Records from a dataset
*** Begin section ***

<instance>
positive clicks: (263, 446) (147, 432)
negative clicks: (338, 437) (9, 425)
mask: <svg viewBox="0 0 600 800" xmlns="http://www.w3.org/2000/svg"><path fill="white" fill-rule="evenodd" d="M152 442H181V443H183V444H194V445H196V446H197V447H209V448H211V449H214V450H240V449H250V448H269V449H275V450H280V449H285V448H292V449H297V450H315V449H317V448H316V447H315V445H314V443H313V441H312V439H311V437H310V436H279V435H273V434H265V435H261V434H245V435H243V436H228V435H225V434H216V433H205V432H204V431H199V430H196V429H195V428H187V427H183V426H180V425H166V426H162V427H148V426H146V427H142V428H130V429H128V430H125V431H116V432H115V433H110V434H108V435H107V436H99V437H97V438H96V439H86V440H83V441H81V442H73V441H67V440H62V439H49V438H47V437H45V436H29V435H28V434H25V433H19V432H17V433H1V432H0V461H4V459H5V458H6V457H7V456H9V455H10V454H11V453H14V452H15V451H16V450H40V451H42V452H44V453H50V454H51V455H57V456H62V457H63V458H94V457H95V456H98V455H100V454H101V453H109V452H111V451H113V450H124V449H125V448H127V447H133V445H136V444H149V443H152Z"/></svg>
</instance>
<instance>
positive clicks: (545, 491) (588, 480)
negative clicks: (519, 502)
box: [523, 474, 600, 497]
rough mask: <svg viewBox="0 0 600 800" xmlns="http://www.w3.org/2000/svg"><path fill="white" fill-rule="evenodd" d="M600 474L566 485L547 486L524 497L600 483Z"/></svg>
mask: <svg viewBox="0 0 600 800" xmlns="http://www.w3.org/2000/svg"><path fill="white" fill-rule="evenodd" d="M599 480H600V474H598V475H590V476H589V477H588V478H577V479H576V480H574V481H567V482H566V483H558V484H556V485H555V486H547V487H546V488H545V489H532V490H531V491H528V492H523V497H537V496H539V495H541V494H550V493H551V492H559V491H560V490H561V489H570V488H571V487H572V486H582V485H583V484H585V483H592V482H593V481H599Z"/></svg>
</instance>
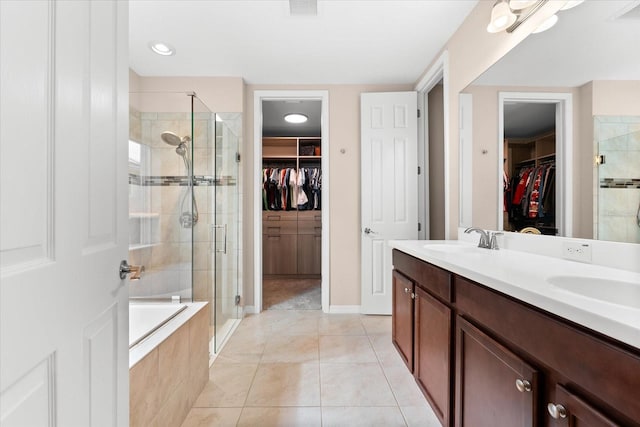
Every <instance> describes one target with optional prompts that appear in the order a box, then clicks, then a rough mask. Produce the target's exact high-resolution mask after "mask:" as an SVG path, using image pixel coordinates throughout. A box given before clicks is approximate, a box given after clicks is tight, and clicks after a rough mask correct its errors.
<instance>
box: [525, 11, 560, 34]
mask: <svg viewBox="0 0 640 427" xmlns="http://www.w3.org/2000/svg"><path fill="white" fill-rule="evenodd" d="M557 22H558V15H551V16H550V17H548V18H547V19H545V20H544V22H543V23H542V24H540V25H539V26H538V28H536V29H535V30H533V31H532V32H531V33H533V34H538V33H541V32H543V31H547V30H548V29H549V28H551V27H553V26H554V25H556V23H557Z"/></svg>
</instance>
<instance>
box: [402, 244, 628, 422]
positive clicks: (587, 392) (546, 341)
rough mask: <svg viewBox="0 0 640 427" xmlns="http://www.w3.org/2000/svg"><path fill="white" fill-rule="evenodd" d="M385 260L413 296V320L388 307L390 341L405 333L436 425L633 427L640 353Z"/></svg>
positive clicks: (627, 346)
mask: <svg viewBox="0 0 640 427" xmlns="http://www.w3.org/2000/svg"><path fill="white" fill-rule="evenodd" d="M393 263H394V268H395V271H394V284H395V283H400V281H399V280H398V278H399V279H401V283H402V285H400V287H403V286H405V285H406V284H409V285H410V286H413V289H414V293H415V299H414V300H412V301H413V317H412V318H411V320H408V318H409V316H407V315H406V306H405V307H404V308H403V309H404V310H405V311H403V312H402V313H403V314H401V313H400V312H399V311H398V310H399V307H398V304H397V303H396V302H395V301H394V305H393V309H394V312H393V325H394V326H393V327H394V343H395V340H396V336H397V333H398V332H397V331H396V328H404V329H405V331H408V330H413V342H412V353H411V354H412V357H413V364H412V365H408V366H409V367H410V369H411V367H412V368H413V373H414V377H415V379H416V381H417V383H418V385H419V387H420V389H421V390H422V391H423V393H424V395H425V397H426V398H427V400H428V401H429V403H430V405H431V407H432V408H433V409H434V412H435V413H436V415H437V416H438V417H439V418H440V421H441V423H442V425H443V426H456V427H463V426H470V427H481V426H491V427H500V426H509V427H511V426H545V427H583V426H589V427H601V426H640V350H639V349H637V348H633V347H631V346H628V345H626V344H623V343H620V342H618V341H615V340H613V339H611V338H609V337H606V336H604V335H602V334H599V333H597V332H594V331H591V330H588V329H586V328H584V327H582V326H580V325H577V324H575V323H573V322H570V321H567V320H565V319H562V318H560V317H558V316H556V315H554V314H551V313H549V312H546V311H543V310H540V309H538V308H536V307H533V306H531V305H529V304H526V303H524V302H521V301H519V300H517V299H515V298H512V297H510V296H507V295H504V294H502V293H499V292H496V291H494V290H492V289H489V288H487V287H486V286H483V285H481V284H478V283H476V282H473V281H471V280H468V279H466V278H464V277H461V276H458V275H455V274H452V273H450V272H447V271H446V270H442V269H440V268H439V267H436V266H433V265H431V264H429V263H426V262H424V261H422V260H419V259H417V258H414V257H412V256H410V255H407V254H404V253H402V252H400V251H397V250H394V253H393ZM396 290H397V289H396ZM400 292H401V293H404V288H402V289H400ZM395 297H397V294H396V292H395V290H394V298H395ZM407 301H408V300H405V302H407ZM398 314H399V316H398ZM396 317H398V319H396ZM400 318H402V319H403V320H402V323H400V322H399V321H398V320H399V319H400ZM407 323H411V324H409V325H407ZM407 340H408V339H407V337H406V335H405V336H404V343H403V344H402V345H403V348H404V349H405V352H407V354H409V351H408V350H407V348H408V347H409V345H408V344H407ZM396 347H398V344H396Z"/></svg>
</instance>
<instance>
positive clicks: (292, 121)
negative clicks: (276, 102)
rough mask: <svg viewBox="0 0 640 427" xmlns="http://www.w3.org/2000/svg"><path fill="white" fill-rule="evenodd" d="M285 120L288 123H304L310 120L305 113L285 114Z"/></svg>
mask: <svg viewBox="0 0 640 427" xmlns="http://www.w3.org/2000/svg"><path fill="white" fill-rule="evenodd" d="M284 120H285V121H286V122H288V123H304V122H306V121H307V120H309V118H308V117H307V116H305V115H304V114H300V113H290V114H287V115H285V116H284Z"/></svg>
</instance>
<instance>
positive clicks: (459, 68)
mask: <svg viewBox="0 0 640 427" xmlns="http://www.w3.org/2000/svg"><path fill="white" fill-rule="evenodd" d="M493 4H494V2H492V1H479V2H478V4H477V5H476V7H475V8H474V9H473V10H472V11H471V13H470V14H469V16H468V17H467V19H466V20H465V21H464V22H463V23H462V25H461V26H460V28H458V30H457V31H456V32H455V34H454V35H453V36H452V37H451V39H450V40H449V41H448V42H447V44H446V45H445V46H444V48H443V51H447V53H448V61H449V76H448V81H447V83H448V87H449V91H448V93H447V94H446V95H447V96H448V99H449V129H448V130H449V183H450V191H449V194H450V200H451V204H450V210H449V232H450V237H451V238H456V237H457V233H458V230H457V228H458V222H459V221H458V199H459V191H458V184H459V167H458V166H459V160H458V156H459V150H458V146H459V133H458V128H459V120H458V108H459V103H458V94H459V93H460V92H462V91H463V89H464V88H465V87H467V86H468V85H469V84H471V82H473V81H474V80H475V79H476V78H477V77H479V76H480V75H481V74H482V73H483V72H484V71H485V70H487V69H488V68H489V67H490V66H491V65H493V64H494V63H495V62H497V61H498V60H499V59H500V58H502V57H503V56H504V55H505V54H506V53H508V52H509V51H510V50H511V49H513V48H514V47H515V46H516V45H517V44H518V43H520V41H522V40H523V39H524V38H525V37H527V36H528V35H529V34H530V33H531V31H533V30H534V29H535V28H536V27H537V26H538V25H540V24H541V23H542V22H543V21H544V20H545V19H546V18H548V17H549V16H551V15H553V14H554V13H555V12H557V11H558V10H559V9H560V7H561V6H562V2H547V3H546V4H545V5H544V6H542V7H541V8H540V10H539V11H538V12H537V13H536V14H535V15H534V16H532V17H531V18H530V19H529V20H528V21H527V22H525V23H524V24H522V25H521V26H520V27H519V28H518V29H517V30H516V31H514V32H513V33H511V34H508V33H504V32H503V33H498V34H490V33H488V32H487V24H488V21H489V17H490V16H491V8H492V6H493ZM439 56H440V55H437V57H439ZM434 62H435V59H434ZM430 68H431V66H429V67H427V70H426V71H425V74H426V72H427V71H428V70H429V69H430ZM416 81H420V79H418V80H416ZM474 138H475V136H474ZM492 203H493V202H492ZM494 206H497V201H496V202H495V204H494ZM494 222H495V221H494ZM474 223H475V218H474Z"/></svg>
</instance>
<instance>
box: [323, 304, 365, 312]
mask: <svg viewBox="0 0 640 427" xmlns="http://www.w3.org/2000/svg"><path fill="white" fill-rule="evenodd" d="M329 313H332V314H353V313H355V314H359V313H360V306H359V305H330V306H329Z"/></svg>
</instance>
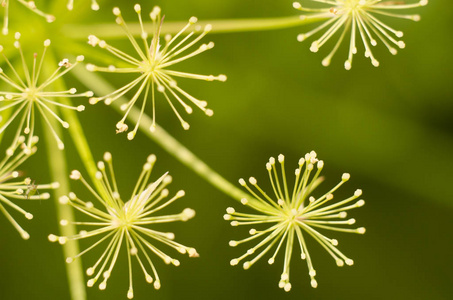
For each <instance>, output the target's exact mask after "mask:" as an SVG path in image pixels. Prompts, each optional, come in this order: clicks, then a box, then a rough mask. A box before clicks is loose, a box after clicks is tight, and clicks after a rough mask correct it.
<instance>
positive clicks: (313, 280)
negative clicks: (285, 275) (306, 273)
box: [310, 279, 318, 288]
mask: <svg viewBox="0 0 453 300" xmlns="http://www.w3.org/2000/svg"><path fill="white" fill-rule="evenodd" d="M310 284H311V287H312V288H317V287H318V282H317V281H316V279H312V280H311V281H310Z"/></svg>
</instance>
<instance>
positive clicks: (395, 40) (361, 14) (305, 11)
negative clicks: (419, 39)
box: [293, 0, 428, 70]
mask: <svg viewBox="0 0 453 300" xmlns="http://www.w3.org/2000/svg"><path fill="white" fill-rule="evenodd" d="M311 1H312V2H318V3H322V4H325V5H326V7H323V8H307V7H305V6H302V4H300V3H299V2H294V3H293V7H294V8H296V9H298V10H300V11H303V12H308V13H310V14H306V15H301V18H303V19H305V18H320V17H321V18H322V17H325V18H328V20H327V21H325V22H324V23H322V24H321V25H319V26H318V27H316V28H315V29H313V30H311V31H309V32H307V33H302V34H299V35H298V36H297V40H298V41H300V42H302V41H304V40H305V39H307V38H308V37H310V36H312V35H314V34H316V33H318V32H319V31H323V30H324V31H325V32H324V33H323V35H322V36H321V37H320V38H319V39H317V40H315V41H314V42H313V43H312V44H311V47H310V50H311V51H312V52H318V50H319V49H320V48H321V47H322V46H323V45H324V44H325V43H326V42H327V41H328V40H329V39H331V38H333V36H334V35H336V34H337V35H339V38H338V41H337V42H336V44H335V46H334V47H333V49H332V51H331V52H330V53H329V54H328V55H327V56H326V57H325V58H324V59H323V61H322V64H323V65H324V66H328V65H329V64H330V61H331V59H332V57H333V56H334V54H335V53H336V52H337V50H338V48H339V47H340V44H341V43H342V41H343V40H344V38H345V36H346V35H347V33H348V32H349V31H350V40H349V53H348V59H347V60H346V62H345V64H344V67H345V68H346V70H350V69H351V67H352V58H353V56H354V54H356V53H357V35H359V38H360V39H361V40H362V43H363V47H364V48H365V57H368V58H370V60H371V63H372V64H373V66H375V67H377V66H379V61H378V60H377V59H376V58H375V57H374V55H373V52H372V51H371V48H372V47H374V46H376V45H377V44H378V41H381V42H382V43H383V44H384V45H385V46H386V47H387V48H388V50H389V51H390V53H391V54H393V55H395V54H396V53H397V52H398V51H397V49H396V48H404V47H405V44H404V42H403V41H401V40H399V39H400V38H401V37H402V36H403V32H402V31H399V30H396V29H393V28H392V27H390V26H388V25H387V24H385V23H384V22H382V21H381V20H380V19H379V18H378V16H387V17H395V18H401V19H409V20H413V21H419V20H420V16H419V15H408V14H403V13H398V12H395V11H398V10H406V9H410V8H416V7H420V6H425V5H427V4H428V0H420V1H418V2H416V3H411V4H405V3H404V1H382V0H311ZM359 42H360V41H359Z"/></svg>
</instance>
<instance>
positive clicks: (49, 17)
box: [0, 0, 55, 35]
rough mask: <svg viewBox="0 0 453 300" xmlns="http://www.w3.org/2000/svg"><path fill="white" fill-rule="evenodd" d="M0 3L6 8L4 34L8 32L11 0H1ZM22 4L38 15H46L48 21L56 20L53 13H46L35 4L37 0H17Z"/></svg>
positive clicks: (4, 23) (50, 22)
mask: <svg viewBox="0 0 453 300" xmlns="http://www.w3.org/2000/svg"><path fill="white" fill-rule="evenodd" d="M0 1H1V2H0V5H1V7H2V8H3V9H4V10H5V13H4V17H3V28H2V33H3V34H4V35H7V34H8V22H9V5H10V0H0ZM17 2H19V3H20V4H22V5H24V6H25V7H27V8H28V9H30V10H31V11H32V12H34V13H36V14H37V15H40V16H41V17H44V18H45V19H46V20H47V22H49V23H51V22H53V21H55V17H54V16H53V15H49V14H46V13H44V12H42V11H40V10H39V9H38V8H37V7H36V4H35V1H25V0H17Z"/></svg>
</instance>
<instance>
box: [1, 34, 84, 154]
mask: <svg viewBox="0 0 453 300" xmlns="http://www.w3.org/2000/svg"><path fill="white" fill-rule="evenodd" d="M15 38H16V41H15V42H14V47H15V48H16V49H18V51H19V54H20V59H21V61H22V69H23V71H24V74H25V80H23V79H22V78H21V76H19V73H18V71H17V70H16V69H15V68H14V67H13V65H12V64H11V62H10V61H9V59H8V58H7V57H6V56H5V54H4V53H3V47H2V46H0V52H1V55H2V56H3V58H4V60H5V62H6V63H7V65H8V67H9V68H10V69H11V71H12V73H13V74H14V76H13V77H10V76H8V75H6V74H5V73H4V70H3V69H1V68H0V80H3V81H4V82H5V83H6V84H8V85H10V86H11V87H12V88H13V89H14V91H11V92H9V91H8V92H4V91H0V111H4V110H12V112H11V114H10V116H9V118H7V119H6V120H3V124H2V125H1V127H0V134H1V133H3V131H5V129H6V128H8V127H10V126H11V123H12V122H13V121H14V120H15V119H16V117H18V116H19V115H20V114H22V117H20V118H19V126H18V127H17V131H16V134H15V137H14V141H13V145H14V144H17V141H18V138H19V137H20V136H21V134H25V135H27V136H28V137H27V141H26V142H25V144H26V147H25V148H24V151H25V152H27V153H30V151H31V145H32V140H33V138H34V137H35V135H34V128H35V112H36V111H38V112H39V113H40V114H41V116H42V118H43V119H44V121H45V123H46V124H47V125H48V126H49V128H50V130H51V132H52V134H53V136H54V137H55V139H56V141H57V144H58V147H59V148H60V149H63V148H64V144H63V142H62V141H61V138H60V137H59V136H58V135H57V133H56V131H55V130H54V129H53V127H52V123H51V121H50V119H49V117H51V118H53V119H55V120H57V121H58V122H59V123H60V124H61V125H62V126H63V127H64V128H68V127H69V124H68V123H67V122H66V121H64V120H63V119H61V118H60V116H59V115H58V113H59V111H58V109H72V110H77V111H83V110H84V109H85V106H83V105H79V106H71V105H66V104H62V103H60V102H58V101H56V100H53V99H57V98H62V97H92V96H93V93H92V92H90V91H88V92H85V93H80V94H76V92H77V90H76V89H75V88H71V89H69V90H66V91H47V89H49V86H50V85H51V84H52V83H53V82H55V81H56V80H58V79H59V78H61V77H62V76H63V75H65V74H66V73H68V72H69V71H70V70H71V69H72V68H74V67H75V66H76V65H77V64H79V63H80V62H81V61H83V59H84V58H83V56H78V57H77V59H76V62H75V63H73V64H71V63H70V62H69V60H68V59H66V58H65V59H63V60H62V61H61V62H60V63H59V65H58V67H57V69H56V70H55V71H54V73H53V74H52V75H51V76H50V77H49V78H47V79H46V80H44V82H41V83H40V77H39V76H40V74H41V69H42V65H43V61H44V56H45V53H46V51H47V48H48V47H49V46H50V40H46V41H44V51H43V54H42V56H41V60H40V61H39V63H38V61H37V58H38V54H37V53H35V54H34V55H33V65H32V68H31V71H30V68H29V67H28V65H27V63H26V60H25V56H24V54H23V52H22V47H21V44H20V41H19V40H20V33H18V32H17V33H16V34H15ZM51 99H52V100H51ZM1 121H2V120H0V122H1Z"/></svg>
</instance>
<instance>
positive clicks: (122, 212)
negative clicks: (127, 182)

*** End section ***

## [Problem details]
Extract from the records above the lines from the one containing "box: [402, 244, 628, 422]" to the one containing "260L413 296V320L388 307L390", both lines included, exactly as they appear and with nothing else.

## [Problem solution]
box: [402, 244, 628, 422]
positive clicks: (587, 392) (546, 341)
rough mask: <svg viewBox="0 0 640 427" xmlns="http://www.w3.org/2000/svg"><path fill="white" fill-rule="evenodd" d="M385 260L413 296V320L388 307L390 341L405 333L436 425L633 427L640 353Z"/></svg>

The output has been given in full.